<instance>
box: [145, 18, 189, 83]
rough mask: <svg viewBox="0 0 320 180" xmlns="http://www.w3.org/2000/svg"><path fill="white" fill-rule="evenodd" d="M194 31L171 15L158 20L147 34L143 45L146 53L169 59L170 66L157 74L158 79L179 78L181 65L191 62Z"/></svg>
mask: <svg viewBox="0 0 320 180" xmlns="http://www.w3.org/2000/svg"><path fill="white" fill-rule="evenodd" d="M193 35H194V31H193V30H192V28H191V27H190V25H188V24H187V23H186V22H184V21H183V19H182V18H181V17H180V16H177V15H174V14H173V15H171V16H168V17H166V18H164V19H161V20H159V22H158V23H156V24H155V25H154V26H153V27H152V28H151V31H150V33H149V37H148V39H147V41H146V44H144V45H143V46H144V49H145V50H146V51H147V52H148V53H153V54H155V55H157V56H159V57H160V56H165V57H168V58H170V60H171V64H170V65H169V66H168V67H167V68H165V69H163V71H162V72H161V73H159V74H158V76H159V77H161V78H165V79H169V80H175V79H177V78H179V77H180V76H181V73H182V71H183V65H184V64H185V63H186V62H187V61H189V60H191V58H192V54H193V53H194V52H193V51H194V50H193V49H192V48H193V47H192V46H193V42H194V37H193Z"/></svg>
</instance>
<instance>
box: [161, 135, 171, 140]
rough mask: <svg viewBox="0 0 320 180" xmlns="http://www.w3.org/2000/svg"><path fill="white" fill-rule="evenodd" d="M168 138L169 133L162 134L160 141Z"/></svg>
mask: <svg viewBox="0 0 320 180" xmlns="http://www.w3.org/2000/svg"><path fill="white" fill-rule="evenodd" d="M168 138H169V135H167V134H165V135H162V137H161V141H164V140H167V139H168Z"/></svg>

**WHAT YOU WILL DO**
Faithfully reproduce all of the material.

**ANSWER SPACE**
<instance>
box: [145, 18, 189, 83]
rough mask: <svg viewBox="0 0 320 180" xmlns="http://www.w3.org/2000/svg"><path fill="white" fill-rule="evenodd" d="M194 31L171 15L158 20L147 34L143 45L146 53L169 59L170 66L157 74L158 79L179 78L181 65L191 62Z"/></svg>
mask: <svg viewBox="0 0 320 180" xmlns="http://www.w3.org/2000/svg"><path fill="white" fill-rule="evenodd" d="M193 35H194V31H193V30H192V28H191V27H190V25H188V24H187V23H186V22H184V21H183V19H182V18H181V17H180V16H177V15H174V14H173V15H171V16H168V17H166V18H164V19H161V20H159V22H158V23H156V24H155V25H154V26H153V27H152V28H151V31H150V33H149V37H148V39H147V41H146V44H144V45H143V46H144V49H145V50H146V51H147V52H148V53H153V54H155V55H157V56H159V57H160V56H165V57H168V58H170V60H171V64H170V65H169V66H168V67H167V68H165V69H163V71H162V72H161V73H159V74H158V76H159V77H161V78H165V79H169V80H175V79H177V78H179V77H180V76H181V73H182V71H183V65H184V64H185V63H186V62H187V61H189V60H191V58H192V54H193V53H194V52H193V51H194V50H193V49H192V48H193V47H192V46H193V42H194V37H193Z"/></svg>
</instance>
<instance>
box: [161, 135, 171, 140]
rough mask: <svg viewBox="0 0 320 180" xmlns="http://www.w3.org/2000/svg"><path fill="white" fill-rule="evenodd" d="M168 138L169 133L162 134L160 141Z"/></svg>
mask: <svg viewBox="0 0 320 180" xmlns="http://www.w3.org/2000/svg"><path fill="white" fill-rule="evenodd" d="M168 138H169V135H167V134H165V135H162V137H161V141H164V140H167V139H168Z"/></svg>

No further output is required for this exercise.